Location identification items:
═══
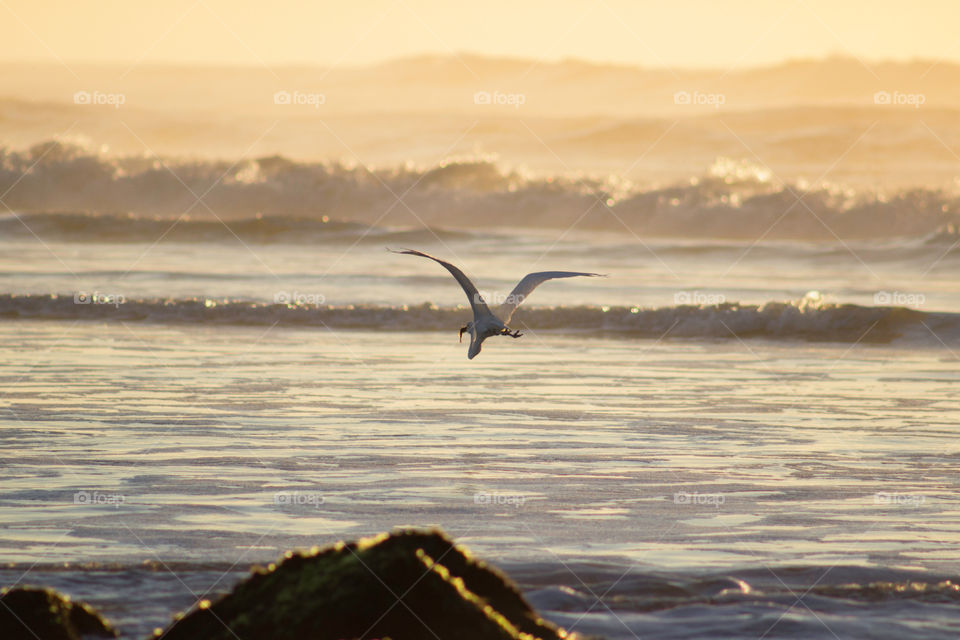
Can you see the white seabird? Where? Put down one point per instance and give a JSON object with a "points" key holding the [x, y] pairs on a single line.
{"points": [[485, 323]]}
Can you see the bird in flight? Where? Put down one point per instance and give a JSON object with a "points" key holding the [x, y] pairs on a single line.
{"points": [[485, 323]]}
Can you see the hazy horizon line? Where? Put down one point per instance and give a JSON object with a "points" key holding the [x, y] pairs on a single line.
{"points": [[462, 55]]}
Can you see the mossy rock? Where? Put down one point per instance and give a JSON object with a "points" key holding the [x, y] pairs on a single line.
{"points": [[409, 585], [28, 613]]}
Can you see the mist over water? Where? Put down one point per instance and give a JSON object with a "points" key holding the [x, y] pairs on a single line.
{"points": [[210, 357]]}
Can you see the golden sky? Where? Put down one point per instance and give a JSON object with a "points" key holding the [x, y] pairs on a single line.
{"points": [[721, 33]]}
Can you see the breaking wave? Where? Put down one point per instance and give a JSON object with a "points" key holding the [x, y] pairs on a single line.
{"points": [[773, 320], [279, 195]]}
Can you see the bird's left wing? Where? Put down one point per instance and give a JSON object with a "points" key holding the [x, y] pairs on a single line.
{"points": [[530, 282], [477, 303]]}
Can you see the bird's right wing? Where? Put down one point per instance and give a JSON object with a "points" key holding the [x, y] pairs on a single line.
{"points": [[477, 302], [530, 282]]}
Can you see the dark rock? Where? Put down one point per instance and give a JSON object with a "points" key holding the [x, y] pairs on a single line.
{"points": [[410, 585], [43, 614]]}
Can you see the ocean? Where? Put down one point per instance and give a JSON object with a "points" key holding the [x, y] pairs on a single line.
{"points": [[746, 429]]}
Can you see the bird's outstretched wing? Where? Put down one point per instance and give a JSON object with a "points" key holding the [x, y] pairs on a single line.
{"points": [[530, 282], [477, 302]]}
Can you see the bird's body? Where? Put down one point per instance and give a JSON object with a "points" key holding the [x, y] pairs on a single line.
{"points": [[485, 323]]}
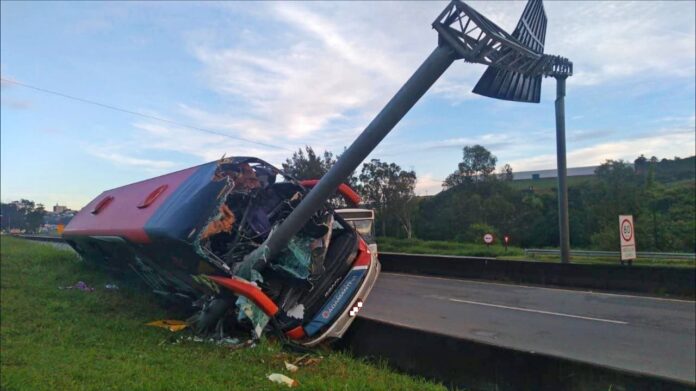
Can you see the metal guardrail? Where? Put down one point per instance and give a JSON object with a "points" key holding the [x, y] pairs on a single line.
{"points": [[41, 238], [611, 254]]}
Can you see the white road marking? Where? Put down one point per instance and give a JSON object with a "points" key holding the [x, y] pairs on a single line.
{"points": [[528, 310], [513, 285]]}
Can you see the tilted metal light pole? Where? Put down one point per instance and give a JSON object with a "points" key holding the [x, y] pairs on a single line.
{"points": [[563, 225], [516, 66]]}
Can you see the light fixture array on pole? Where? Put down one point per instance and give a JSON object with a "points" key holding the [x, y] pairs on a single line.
{"points": [[516, 66]]}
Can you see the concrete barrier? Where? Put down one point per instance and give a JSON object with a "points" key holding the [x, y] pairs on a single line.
{"points": [[661, 280], [469, 364]]}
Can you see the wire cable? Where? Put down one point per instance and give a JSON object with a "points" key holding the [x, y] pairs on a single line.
{"points": [[148, 116]]}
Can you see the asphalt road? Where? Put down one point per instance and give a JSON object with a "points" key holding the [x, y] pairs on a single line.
{"points": [[632, 333]]}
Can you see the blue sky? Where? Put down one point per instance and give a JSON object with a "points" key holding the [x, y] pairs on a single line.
{"points": [[313, 73]]}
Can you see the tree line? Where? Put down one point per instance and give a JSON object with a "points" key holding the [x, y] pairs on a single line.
{"points": [[24, 215], [476, 199]]}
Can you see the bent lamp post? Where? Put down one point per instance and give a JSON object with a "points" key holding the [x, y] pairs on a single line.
{"points": [[516, 65]]}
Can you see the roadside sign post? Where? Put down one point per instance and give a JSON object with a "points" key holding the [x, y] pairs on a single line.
{"points": [[627, 238], [488, 239]]}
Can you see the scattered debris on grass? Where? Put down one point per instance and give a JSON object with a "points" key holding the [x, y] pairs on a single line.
{"points": [[307, 360], [80, 285], [291, 367], [282, 379], [171, 325]]}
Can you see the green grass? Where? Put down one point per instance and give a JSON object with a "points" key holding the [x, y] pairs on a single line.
{"points": [[438, 247], [53, 339], [441, 247]]}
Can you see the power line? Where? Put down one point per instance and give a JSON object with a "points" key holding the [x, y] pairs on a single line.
{"points": [[148, 116]]}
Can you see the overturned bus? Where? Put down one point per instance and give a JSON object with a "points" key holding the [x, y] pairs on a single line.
{"points": [[186, 234]]}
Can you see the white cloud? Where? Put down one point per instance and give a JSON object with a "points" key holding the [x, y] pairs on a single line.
{"points": [[127, 160], [665, 143], [428, 184], [318, 72]]}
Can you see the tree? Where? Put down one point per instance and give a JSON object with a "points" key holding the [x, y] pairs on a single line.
{"points": [[391, 191], [478, 162], [23, 214], [506, 173], [309, 165], [477, 165]]}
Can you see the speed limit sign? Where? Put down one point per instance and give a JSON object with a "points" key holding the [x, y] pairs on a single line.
{"points": [[627, 237]]}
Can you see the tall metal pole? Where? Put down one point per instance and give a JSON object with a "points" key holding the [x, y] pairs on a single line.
{"points": [[563, 226], [424, 77]]}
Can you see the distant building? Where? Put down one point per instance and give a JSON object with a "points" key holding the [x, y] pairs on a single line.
{"points": [[60, 208], [553, 173]]}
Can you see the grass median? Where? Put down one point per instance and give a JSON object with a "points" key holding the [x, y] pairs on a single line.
{"points": [[53, 339], [439, 247]]}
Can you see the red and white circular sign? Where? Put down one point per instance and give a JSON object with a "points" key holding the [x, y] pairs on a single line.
{"points": [[626, 230]]}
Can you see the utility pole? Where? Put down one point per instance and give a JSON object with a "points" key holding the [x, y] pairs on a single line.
{"points": [[563, 226], [516, 65]]}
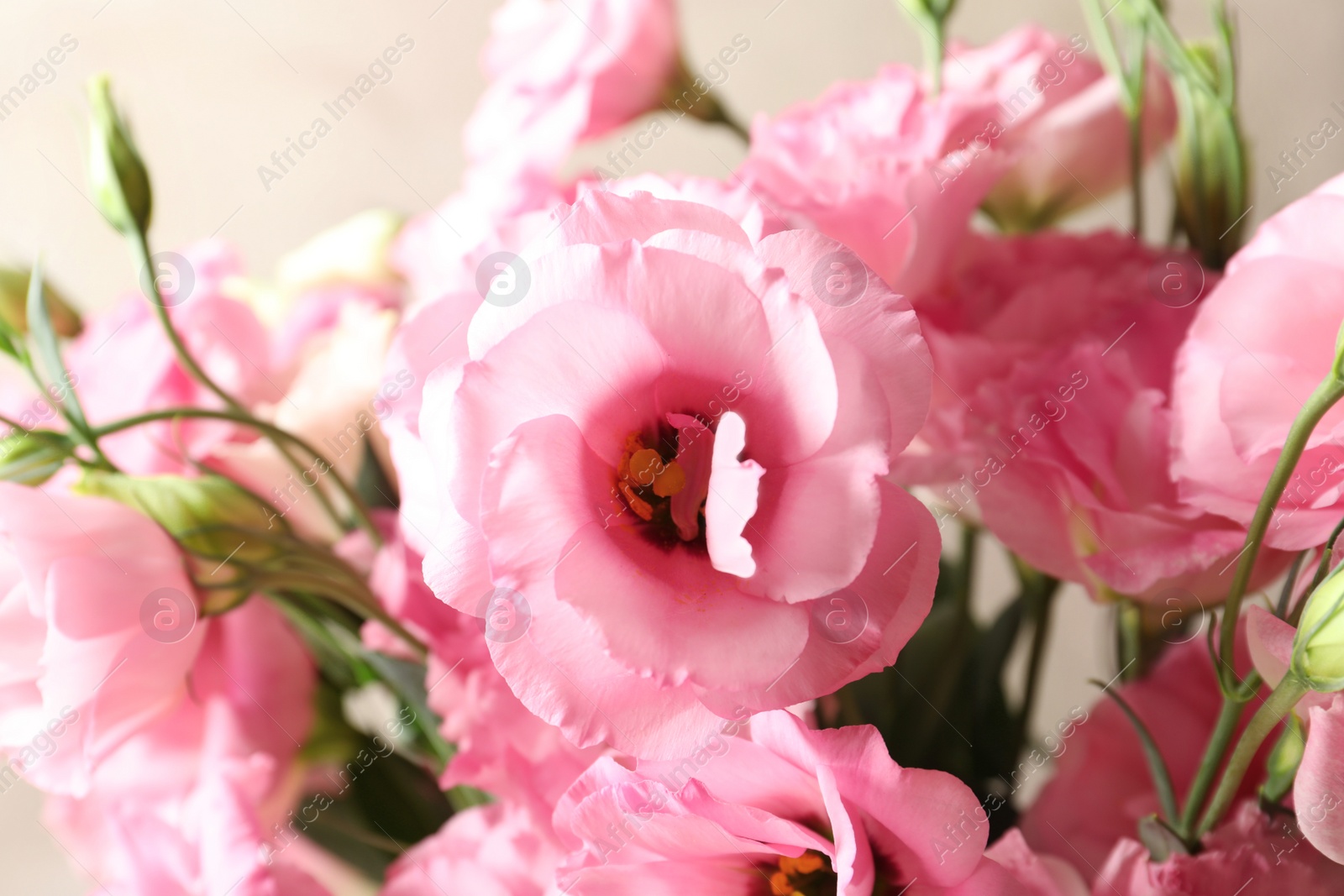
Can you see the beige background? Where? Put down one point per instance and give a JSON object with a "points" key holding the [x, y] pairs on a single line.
{"points": [[214, 86]]}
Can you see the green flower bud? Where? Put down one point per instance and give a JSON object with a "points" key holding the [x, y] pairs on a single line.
{"points": [[929, 9], [31, 458], [1319, 647], [13, 304], [1211, 167], [1284, 759], [116, 172]]}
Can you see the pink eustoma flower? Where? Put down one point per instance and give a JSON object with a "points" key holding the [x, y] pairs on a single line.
{"points": [[1258, 347], [664, 465], [487, 851], [501, 747], [81, 669], [1058, 118], [568, 70], [879, 165], [1250, 855], [1102, 786], [781, 809], [1050, 416], [201, 801]]}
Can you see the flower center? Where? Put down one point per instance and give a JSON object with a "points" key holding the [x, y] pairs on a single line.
{"points": [[808, 875], [648, 481]]}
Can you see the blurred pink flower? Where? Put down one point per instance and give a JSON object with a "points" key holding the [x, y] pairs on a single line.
{"points": [[1058, 118], [1102, 788], [877, 165], [501, 747], [734, 197], [81, 669], [487, 851], [1054, 358], [1250, 855], [654, 332], [124, 364], [811, 810], [1260, 344], [568, 70], [212, 815], [1011, 868]]}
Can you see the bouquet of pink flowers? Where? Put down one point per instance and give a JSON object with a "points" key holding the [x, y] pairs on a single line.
{"points": [[616, 533]]}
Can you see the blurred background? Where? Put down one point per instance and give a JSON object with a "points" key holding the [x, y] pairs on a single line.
{"points": [[215, 86]]}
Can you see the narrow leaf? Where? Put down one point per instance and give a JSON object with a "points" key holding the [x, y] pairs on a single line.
{"points": [[1156, 765]]}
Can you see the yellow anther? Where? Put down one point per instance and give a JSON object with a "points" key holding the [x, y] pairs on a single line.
{"points": [[669, 481]]}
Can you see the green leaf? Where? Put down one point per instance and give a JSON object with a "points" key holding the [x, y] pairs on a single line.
{"points": [[51, 369], [31, 458], [13, 305]]}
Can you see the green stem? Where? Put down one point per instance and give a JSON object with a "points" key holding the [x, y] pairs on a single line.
{"points": [[1280, 703], [1285, 594], [356, 600], [1209, 766], [1041, 602], [1129, 638], [141, 246], [275, 432], [1156, 765], [1136, 175], [932, 39], [965, 571], [1321, 571], [1321, 401]]}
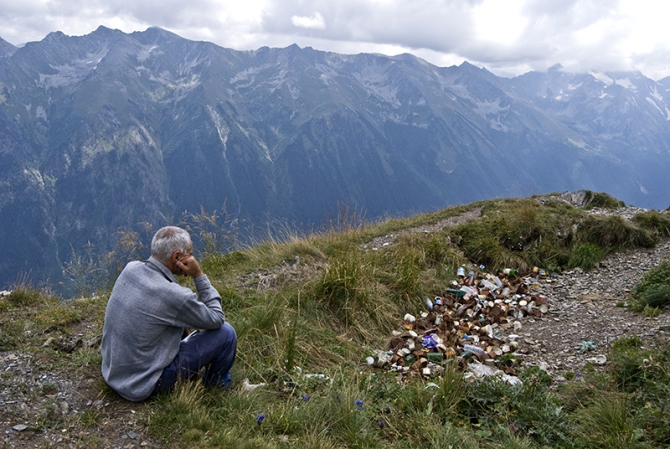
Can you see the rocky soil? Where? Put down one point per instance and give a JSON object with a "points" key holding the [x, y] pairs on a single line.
{"points": [[78, 411]]}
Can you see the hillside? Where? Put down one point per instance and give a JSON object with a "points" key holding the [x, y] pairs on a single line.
{"points": [[111, 132], [325, 302]]}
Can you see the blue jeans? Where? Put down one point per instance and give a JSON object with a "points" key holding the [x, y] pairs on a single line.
{"points": [[212, 349]]}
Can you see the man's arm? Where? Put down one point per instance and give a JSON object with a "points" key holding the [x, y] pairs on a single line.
{"points": [[206, 293]]}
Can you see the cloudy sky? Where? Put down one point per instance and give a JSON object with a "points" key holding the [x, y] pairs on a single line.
{"points": [[508, 37]]}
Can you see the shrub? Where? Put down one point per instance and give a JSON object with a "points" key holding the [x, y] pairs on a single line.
{"points": [[585, 255], [654, 221], [654, 288]]}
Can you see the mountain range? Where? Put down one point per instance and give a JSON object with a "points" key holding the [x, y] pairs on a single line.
{"points": [[110, 130]]}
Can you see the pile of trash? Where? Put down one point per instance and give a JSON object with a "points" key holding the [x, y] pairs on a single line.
{"points": [[465, 324]]}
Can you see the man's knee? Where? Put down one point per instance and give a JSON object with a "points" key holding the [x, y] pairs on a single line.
{"points": [[227, 334]]}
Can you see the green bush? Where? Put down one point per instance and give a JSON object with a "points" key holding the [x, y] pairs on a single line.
{"points": [[653, 290], [585, 255], [657, 222], [599, 199]]}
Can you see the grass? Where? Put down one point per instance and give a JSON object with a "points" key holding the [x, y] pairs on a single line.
{"points": [[652, 293], [308, 310]]}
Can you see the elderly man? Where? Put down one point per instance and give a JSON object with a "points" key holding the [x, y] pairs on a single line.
{"points": [[142, 347]]}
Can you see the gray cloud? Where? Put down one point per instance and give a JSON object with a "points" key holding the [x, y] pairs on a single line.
{"points": [[580, 34]]}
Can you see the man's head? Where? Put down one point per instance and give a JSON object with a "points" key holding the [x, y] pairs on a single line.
{"points": [[168, 241]]}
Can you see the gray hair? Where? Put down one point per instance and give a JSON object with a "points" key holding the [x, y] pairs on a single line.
{"points": [[168, 240]]}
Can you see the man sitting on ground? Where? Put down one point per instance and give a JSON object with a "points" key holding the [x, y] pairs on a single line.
{"points": [[142, 347]]}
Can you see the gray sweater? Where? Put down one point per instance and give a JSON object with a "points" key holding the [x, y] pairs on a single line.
{"points": [[144, 321]]}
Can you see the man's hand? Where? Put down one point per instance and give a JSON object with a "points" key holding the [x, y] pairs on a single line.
{"points": [[189, 266]]}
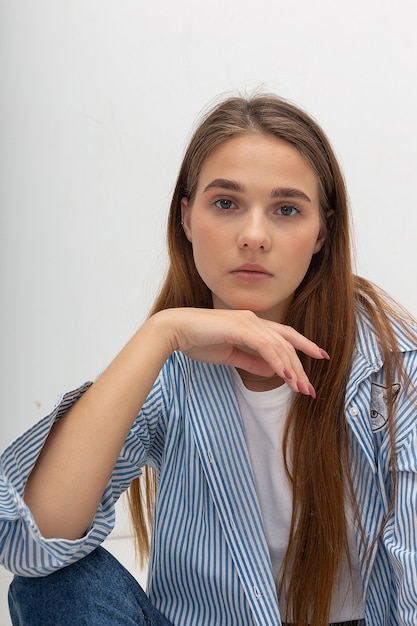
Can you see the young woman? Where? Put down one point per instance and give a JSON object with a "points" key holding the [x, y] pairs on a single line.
{"points": [[282, 481]]}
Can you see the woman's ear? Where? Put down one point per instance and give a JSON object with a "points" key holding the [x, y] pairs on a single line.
{"points": [[323, 231], [186, 218]]}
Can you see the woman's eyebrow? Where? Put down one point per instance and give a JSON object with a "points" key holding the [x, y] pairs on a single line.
{"points": [[233, 185], [289, 192], [224, 183]]}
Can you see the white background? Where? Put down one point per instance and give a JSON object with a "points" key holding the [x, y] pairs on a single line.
{"points": [[97, 101]]}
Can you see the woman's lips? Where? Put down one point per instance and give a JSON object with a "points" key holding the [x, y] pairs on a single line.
{"points": [[251, 272]]}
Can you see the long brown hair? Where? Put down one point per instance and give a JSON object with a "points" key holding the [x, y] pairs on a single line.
{"points": [[323, 309]]}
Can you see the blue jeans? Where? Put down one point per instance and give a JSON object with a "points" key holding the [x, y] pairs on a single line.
{"points": [[95, 591]]}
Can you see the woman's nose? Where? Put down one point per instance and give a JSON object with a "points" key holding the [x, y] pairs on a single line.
{"points": [[254, 234]]}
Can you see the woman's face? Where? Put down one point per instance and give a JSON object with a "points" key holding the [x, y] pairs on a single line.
{"points": [[254, 224]]}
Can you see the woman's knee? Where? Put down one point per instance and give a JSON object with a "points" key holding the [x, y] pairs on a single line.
{"points": [[97, 590]]}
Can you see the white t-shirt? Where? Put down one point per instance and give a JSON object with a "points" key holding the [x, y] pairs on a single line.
{"points": [[264, 415]]}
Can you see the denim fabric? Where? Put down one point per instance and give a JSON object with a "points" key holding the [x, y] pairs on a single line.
{"points": [[95, 591]]}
═══
**Stated exercise**
Repeat, with no changes, each line from the one with "Can you see the white background?" to the end of the listing, including both ends and nothing else.

**Result for this task**
Can you see the white background? Where? Put down one point per instance and give a JSON object with a "points" key holding the [x, y] pairs on a single line.
{"points": [[97, 101]]}
Can you see the woman's lips? Where? Put down one point per instance and give a JSON object with a "points" key holding the [x, y] pairs on a single line.
{"points": [[251, 272]]}
Can you see the long brown hair? Where? Put down one point per instance and give a JSON object with a "points" key holding the [x, y] pairs on a single line.
{"points": [[323, 309]]}
Can you see the blue jeans? Where? Put down one point per instance and give a JSON object with a "points" key holding the [x, y] pairs on a single line.
{"points": [[95, 591]]}
Can you see the woman's nose? Where? Put down one point per instance and give a JSON object with a "points" key holding the [x, y] pairs on a single line.
{"points": [[254, 234]]}
Can you see the woman's face? Where? Put down one point per instance and give a JSON object with a "points" key holding the [x, y] pairs on a single line.
{"points": [[254, 224]]}
Can you see the woman's knee? Where? Put down one point per instance and give a JSON object with a "points" key holding the [x, y] pairs on a single line.
{"points": [[97, 590]]}
Can you see the white t-shirt? Where? Put down one point per instance and give a JSON object with a "points" key holding the [x, y] pairs on a single line.
{"points": [[264, 415]]}
Can you see the denim fabric? Where? Put down one point per instance and give a JSON object with a "points" key holding the [x, y] pairs on a single line.
{"points": [[95, 591]]}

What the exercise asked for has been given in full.